# What you are asked to do
In the entries below, find the line with "# for every instance of the dark bluish" and the line with "# for every instance of the purple"; reproduce those two lines and all lines between them exactly, without pictures.

# Material provided
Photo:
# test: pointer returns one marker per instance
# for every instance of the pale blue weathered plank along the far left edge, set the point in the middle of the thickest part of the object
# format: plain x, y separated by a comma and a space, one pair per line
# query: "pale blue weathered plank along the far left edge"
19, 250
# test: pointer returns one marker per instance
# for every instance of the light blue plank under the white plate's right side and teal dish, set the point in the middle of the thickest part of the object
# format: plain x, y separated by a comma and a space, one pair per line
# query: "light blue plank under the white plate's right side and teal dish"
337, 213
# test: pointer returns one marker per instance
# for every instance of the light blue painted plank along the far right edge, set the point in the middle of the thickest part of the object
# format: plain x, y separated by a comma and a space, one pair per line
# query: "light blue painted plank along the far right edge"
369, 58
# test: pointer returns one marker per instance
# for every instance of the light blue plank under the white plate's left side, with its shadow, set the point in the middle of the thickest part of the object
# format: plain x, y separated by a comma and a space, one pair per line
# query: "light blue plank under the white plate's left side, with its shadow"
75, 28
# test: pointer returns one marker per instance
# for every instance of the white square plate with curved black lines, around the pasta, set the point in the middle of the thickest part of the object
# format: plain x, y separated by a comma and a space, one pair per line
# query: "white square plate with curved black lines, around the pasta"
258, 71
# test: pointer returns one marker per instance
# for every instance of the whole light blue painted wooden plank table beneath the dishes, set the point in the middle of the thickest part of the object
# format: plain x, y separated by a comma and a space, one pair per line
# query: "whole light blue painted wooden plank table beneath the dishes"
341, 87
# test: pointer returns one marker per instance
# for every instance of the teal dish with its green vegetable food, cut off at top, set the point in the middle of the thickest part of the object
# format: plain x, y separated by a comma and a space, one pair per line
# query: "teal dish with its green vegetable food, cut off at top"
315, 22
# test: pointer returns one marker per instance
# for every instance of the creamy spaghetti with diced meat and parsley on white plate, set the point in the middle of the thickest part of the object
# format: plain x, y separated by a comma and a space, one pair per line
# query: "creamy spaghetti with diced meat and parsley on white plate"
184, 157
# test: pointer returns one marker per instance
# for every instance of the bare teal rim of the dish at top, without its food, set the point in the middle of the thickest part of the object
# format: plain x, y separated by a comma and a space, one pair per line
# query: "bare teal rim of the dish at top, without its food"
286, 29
...
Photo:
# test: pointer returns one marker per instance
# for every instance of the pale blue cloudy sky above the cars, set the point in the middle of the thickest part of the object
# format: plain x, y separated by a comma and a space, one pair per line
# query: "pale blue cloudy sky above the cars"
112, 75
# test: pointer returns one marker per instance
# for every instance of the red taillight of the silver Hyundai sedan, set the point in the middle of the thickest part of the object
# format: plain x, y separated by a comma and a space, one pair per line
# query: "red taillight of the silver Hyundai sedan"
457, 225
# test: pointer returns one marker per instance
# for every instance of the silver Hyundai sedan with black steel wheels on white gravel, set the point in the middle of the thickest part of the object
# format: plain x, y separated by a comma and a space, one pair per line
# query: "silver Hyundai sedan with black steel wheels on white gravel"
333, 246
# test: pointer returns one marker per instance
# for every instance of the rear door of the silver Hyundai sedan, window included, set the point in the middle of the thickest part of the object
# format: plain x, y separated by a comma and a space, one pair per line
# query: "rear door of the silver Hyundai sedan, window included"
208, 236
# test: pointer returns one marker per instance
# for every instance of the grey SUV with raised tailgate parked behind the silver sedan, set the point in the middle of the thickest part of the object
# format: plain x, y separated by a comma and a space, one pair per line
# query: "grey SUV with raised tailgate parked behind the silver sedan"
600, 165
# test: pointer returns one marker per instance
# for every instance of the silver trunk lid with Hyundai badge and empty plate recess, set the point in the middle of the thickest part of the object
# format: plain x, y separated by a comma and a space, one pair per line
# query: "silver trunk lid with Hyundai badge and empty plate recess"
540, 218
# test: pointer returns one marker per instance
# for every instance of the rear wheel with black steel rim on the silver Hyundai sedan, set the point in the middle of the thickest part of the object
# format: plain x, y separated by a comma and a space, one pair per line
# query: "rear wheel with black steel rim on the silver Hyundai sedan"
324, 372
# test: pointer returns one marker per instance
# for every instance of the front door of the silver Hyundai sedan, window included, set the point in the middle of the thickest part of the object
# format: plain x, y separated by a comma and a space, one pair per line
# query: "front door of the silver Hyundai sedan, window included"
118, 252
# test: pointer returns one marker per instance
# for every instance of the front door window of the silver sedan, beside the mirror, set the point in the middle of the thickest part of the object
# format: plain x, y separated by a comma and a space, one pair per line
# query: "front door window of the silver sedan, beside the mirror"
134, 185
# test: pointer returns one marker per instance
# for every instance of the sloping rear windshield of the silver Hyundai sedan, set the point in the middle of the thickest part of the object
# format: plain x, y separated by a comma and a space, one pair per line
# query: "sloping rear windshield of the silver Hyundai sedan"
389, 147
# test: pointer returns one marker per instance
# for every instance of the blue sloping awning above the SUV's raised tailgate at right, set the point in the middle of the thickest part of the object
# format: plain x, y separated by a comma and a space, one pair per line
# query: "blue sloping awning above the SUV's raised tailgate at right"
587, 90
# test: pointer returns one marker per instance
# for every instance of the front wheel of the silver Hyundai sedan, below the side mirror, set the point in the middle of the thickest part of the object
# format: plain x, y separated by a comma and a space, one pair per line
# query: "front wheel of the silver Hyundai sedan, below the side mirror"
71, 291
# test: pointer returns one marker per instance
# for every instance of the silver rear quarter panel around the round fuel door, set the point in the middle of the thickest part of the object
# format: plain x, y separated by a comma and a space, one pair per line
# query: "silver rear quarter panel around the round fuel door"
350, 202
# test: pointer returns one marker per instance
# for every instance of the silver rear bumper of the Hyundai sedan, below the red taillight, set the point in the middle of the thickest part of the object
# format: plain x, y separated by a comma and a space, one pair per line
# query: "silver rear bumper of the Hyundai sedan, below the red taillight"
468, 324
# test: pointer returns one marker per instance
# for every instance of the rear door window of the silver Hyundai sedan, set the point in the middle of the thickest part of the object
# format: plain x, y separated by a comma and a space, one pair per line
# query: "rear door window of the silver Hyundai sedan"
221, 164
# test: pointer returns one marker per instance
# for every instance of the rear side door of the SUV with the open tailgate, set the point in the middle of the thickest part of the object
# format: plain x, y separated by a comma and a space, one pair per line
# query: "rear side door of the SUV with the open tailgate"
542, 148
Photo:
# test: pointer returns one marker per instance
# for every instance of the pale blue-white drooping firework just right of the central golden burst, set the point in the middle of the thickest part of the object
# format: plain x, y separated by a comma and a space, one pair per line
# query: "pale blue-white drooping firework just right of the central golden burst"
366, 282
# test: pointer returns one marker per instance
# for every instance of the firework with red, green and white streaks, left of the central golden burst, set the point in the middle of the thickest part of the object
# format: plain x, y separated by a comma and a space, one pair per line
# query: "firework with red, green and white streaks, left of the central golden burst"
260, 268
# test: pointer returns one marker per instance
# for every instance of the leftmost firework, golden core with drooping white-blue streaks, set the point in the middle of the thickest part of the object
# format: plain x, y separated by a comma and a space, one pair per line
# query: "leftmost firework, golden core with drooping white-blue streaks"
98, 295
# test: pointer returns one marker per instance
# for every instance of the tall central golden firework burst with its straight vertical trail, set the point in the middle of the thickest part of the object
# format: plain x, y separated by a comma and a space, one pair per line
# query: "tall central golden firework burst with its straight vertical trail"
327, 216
* * *
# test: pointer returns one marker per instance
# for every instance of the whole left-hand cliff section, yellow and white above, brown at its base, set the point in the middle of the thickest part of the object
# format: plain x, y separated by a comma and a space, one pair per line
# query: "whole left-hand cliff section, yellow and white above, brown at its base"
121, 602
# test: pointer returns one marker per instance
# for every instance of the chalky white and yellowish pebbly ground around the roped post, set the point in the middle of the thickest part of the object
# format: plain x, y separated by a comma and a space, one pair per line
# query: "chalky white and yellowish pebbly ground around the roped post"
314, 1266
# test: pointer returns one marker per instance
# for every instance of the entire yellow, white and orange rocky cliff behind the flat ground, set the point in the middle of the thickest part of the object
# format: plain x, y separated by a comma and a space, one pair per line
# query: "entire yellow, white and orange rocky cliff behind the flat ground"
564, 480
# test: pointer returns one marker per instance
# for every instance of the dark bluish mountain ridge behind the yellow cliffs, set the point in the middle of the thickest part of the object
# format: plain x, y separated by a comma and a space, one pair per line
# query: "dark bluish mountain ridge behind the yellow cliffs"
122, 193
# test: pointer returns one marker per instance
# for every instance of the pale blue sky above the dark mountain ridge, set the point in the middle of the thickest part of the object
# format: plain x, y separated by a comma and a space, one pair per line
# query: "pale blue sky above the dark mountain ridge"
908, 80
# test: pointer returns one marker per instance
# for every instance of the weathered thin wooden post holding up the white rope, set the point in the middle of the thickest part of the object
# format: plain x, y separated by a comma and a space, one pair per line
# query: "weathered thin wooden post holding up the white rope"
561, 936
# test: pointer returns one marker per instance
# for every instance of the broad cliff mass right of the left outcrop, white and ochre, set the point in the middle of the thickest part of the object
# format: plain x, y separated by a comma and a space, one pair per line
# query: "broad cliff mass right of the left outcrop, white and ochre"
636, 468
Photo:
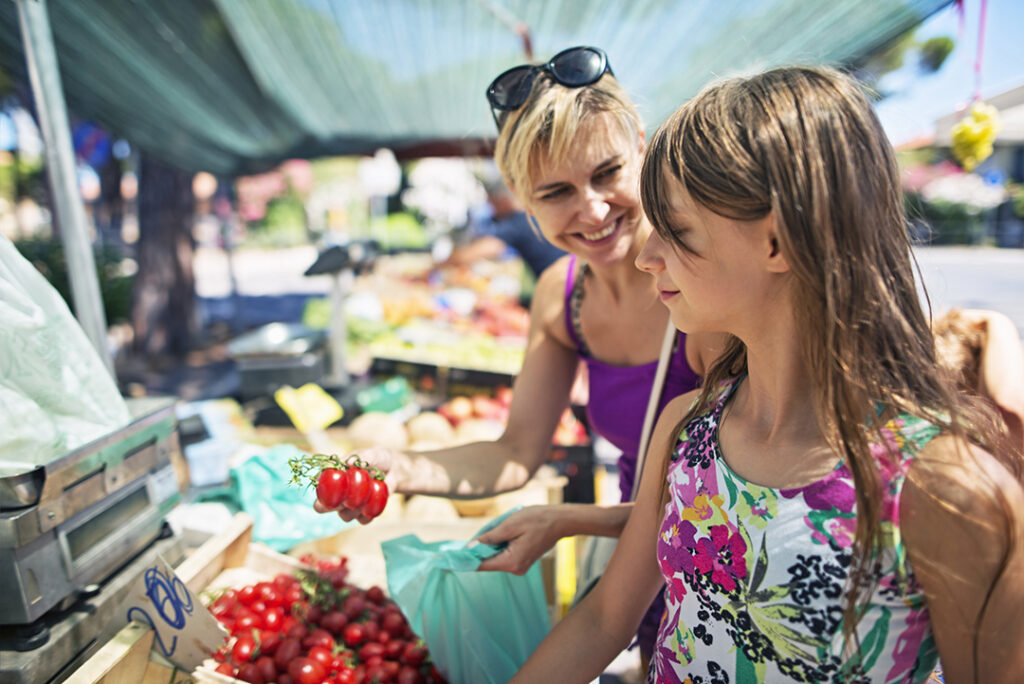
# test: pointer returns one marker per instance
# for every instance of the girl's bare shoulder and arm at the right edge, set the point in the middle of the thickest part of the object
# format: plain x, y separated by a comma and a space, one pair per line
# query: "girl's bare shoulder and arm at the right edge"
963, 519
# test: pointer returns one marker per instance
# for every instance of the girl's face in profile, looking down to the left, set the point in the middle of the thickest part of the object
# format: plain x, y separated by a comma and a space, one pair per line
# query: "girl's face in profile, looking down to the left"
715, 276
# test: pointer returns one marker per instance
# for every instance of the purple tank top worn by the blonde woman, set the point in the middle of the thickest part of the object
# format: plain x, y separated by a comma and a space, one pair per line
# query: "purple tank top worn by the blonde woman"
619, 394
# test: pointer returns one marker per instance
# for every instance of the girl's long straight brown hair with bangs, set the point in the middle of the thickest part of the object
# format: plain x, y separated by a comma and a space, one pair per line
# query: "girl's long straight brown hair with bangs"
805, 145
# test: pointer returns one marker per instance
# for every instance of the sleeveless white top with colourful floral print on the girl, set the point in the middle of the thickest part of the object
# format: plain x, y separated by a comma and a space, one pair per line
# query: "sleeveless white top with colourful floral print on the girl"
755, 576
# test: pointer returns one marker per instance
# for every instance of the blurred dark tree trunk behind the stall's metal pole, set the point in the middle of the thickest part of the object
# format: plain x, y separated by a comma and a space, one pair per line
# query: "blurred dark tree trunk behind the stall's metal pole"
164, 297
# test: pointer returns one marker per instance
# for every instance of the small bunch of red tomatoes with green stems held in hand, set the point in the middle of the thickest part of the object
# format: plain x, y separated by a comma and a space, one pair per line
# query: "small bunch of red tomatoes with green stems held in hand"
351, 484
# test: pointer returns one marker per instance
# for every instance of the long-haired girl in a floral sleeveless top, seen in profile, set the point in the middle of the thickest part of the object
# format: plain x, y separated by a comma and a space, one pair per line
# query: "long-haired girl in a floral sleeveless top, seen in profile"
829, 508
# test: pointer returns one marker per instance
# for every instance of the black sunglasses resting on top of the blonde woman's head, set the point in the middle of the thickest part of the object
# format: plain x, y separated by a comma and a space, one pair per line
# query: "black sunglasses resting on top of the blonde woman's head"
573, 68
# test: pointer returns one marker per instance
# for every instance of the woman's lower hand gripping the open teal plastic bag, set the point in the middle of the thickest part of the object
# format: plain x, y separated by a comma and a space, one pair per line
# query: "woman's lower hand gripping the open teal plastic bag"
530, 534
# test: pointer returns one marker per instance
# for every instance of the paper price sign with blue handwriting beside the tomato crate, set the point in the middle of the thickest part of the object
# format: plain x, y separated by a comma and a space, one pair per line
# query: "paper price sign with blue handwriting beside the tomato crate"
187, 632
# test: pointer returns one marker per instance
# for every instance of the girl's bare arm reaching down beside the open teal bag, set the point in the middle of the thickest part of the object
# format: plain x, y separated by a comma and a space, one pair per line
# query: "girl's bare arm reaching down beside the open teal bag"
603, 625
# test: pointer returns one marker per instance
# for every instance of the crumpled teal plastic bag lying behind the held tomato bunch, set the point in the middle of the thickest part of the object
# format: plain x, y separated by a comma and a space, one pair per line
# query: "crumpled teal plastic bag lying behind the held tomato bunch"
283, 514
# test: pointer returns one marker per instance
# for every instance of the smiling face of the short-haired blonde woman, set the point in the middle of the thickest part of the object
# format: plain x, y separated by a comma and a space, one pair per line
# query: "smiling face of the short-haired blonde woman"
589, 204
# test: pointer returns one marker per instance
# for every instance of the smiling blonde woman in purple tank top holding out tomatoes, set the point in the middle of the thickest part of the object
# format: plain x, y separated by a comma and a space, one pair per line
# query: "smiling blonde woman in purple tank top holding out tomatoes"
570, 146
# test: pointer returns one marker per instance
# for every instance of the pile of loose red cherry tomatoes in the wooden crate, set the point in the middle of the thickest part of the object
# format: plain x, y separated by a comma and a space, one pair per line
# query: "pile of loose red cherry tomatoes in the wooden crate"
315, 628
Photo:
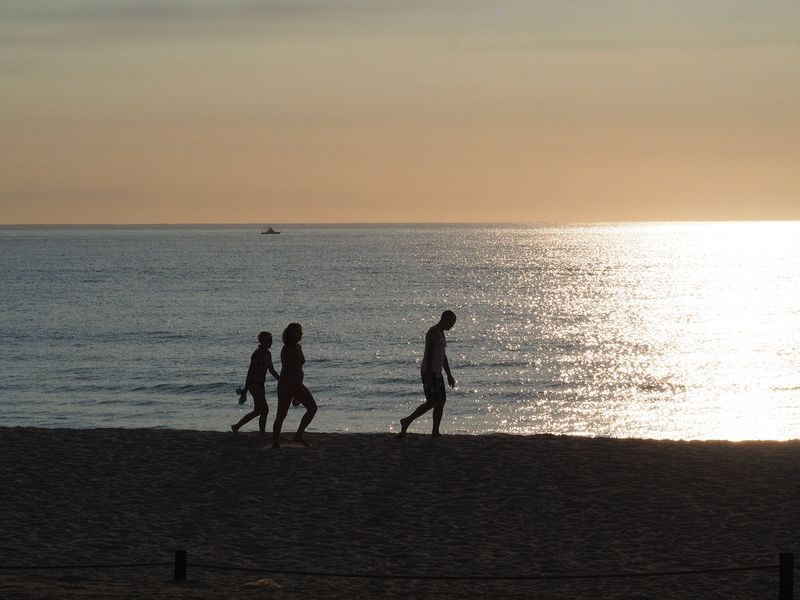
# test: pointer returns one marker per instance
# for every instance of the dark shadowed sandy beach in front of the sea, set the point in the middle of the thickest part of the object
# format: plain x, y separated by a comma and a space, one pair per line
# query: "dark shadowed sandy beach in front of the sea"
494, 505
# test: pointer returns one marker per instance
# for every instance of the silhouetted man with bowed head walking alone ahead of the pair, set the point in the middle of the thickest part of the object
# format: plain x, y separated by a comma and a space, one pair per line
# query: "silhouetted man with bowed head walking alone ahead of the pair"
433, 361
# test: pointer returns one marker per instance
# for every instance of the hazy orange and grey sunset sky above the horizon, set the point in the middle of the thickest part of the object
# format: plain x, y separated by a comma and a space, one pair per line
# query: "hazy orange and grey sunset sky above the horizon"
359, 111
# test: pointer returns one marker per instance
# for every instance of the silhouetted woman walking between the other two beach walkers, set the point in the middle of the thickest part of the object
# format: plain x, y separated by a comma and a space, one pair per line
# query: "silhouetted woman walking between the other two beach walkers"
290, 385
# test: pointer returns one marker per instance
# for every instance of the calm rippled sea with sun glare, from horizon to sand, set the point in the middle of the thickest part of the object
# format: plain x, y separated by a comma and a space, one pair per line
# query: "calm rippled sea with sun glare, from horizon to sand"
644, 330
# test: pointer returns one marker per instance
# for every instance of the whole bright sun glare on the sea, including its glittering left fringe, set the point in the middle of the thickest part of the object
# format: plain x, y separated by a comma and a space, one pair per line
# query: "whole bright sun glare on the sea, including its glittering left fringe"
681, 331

# Worked solution
# for every instance of the dark bluish mountain ridge behind the yellow cliffs, set the point in the middle of the thickest part of the object
# format: plain x, y separated by a comma and a space, one pair per line
# query: "dark bluish mountain ridge behind the yellow cliffs"
122, 193
# test: pointer returns one marker per instance
# for every instance of the pale blue sky above the dark mountain ridge, set the point in the middle of the thickest part of the object
# format: plain x, y separated by a comma and a space, one pair per line
# query: "pale blue sky above the dark mountain ridge"
908, 80
# test: pointer returns one marker per instance
# for every instance of the weathered thin wooden post holding up the white rope, set the point in the middle of the thickest part of the object
# format: plain x, y separated by a comma and a space, one pair per line
# query: "weathered thin wooden post holding up the white rope"
561, 936
# test: pointer returns one marker per instance
# for every instance of the broad cliff mass right of the left outcrop, white and ochre, set the point in the middle of the thickest part of the object
# format: plain x, y separated by a comma and a space, one pair per line
# query: "broad cliff mass right of the left outcrop, white and ochre"
636, 468
Photo:
# test: pointer returns one marker per instance
# for every instance of the girl's bare shoulder and arm at the right edge, set the point in the middle of the thickest part of the object
# format: plain x, y separated by a comma and a space, one pair per line
# query: "girl's bare shoulder and arm at the right edge"
963, 519
# test: pointer returns one marker per instance
# for every instance of the girl's face in profile, looking down to the left, set the point in the middle of the thickest part of the object
# format: plain x, y separated by a comma and a space, one pair per line
# query: "girl's face in profile, looking down to the left"
715, 276
# test: pointer returns one marker per instance
# for every instance of the purple tank top worn by the blonde woman, set the point in the middle of the thickest part of the object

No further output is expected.